§ **WORK REQUIRED**: For the records below, print the lines from the line with "Query: bare leg" through the line with "pixel 336 263" exactly as written; include both end lines and exclude the rest.

§ **RECORDS FOR THE EXERCISE**:

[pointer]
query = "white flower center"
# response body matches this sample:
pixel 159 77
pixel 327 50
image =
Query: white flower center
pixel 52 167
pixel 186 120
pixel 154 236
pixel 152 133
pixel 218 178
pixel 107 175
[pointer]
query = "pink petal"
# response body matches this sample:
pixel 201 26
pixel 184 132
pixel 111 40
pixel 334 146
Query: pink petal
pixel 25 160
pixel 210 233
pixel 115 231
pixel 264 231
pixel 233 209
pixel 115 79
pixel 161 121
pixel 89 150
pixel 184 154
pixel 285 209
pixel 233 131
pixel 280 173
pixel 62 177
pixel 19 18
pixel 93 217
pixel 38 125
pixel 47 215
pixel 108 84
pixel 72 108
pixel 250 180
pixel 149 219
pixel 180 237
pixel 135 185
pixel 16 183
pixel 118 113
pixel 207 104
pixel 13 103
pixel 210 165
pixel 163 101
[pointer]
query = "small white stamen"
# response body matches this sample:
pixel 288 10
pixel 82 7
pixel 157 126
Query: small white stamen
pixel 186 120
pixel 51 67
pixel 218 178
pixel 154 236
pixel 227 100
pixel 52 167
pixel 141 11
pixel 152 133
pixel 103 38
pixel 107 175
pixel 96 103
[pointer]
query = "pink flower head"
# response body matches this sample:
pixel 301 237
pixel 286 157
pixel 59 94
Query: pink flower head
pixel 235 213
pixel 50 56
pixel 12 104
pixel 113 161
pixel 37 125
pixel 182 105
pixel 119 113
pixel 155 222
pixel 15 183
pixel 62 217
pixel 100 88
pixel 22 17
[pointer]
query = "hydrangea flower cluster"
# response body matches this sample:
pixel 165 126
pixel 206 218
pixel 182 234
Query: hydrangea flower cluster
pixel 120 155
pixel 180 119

--

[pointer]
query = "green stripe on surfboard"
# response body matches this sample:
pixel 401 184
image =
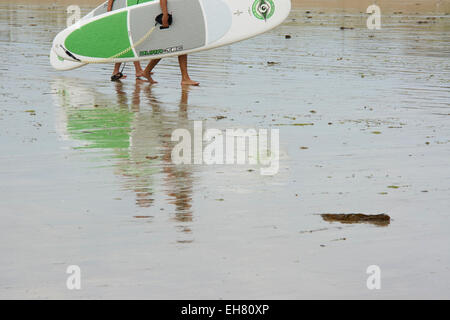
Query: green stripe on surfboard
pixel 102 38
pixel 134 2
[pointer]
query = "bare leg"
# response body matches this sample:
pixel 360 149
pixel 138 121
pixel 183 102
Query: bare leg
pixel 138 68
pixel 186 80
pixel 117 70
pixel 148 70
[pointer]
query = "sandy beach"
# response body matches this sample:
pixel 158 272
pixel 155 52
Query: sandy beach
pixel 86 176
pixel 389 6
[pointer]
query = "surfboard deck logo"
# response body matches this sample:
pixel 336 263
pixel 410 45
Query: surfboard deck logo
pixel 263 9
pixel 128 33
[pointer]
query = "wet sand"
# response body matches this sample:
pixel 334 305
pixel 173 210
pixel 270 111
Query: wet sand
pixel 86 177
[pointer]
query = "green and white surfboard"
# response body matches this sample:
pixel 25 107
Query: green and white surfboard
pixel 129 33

§ **ANSWER TO THE EXERCISE**:
Query: bare leg
pixel 138 68
pixel 186 80
pixel 117 70
pixel 148 70
[pointer]
query = "sandy beach"
# response body matches this sample:
pixel 158 272
pixel 155 52
Query: sandy beach
pixel 86 176
pixel 389 6
[pointer]
query = "surfboard deck logo"
# response body matches this sample:
pixel 336 263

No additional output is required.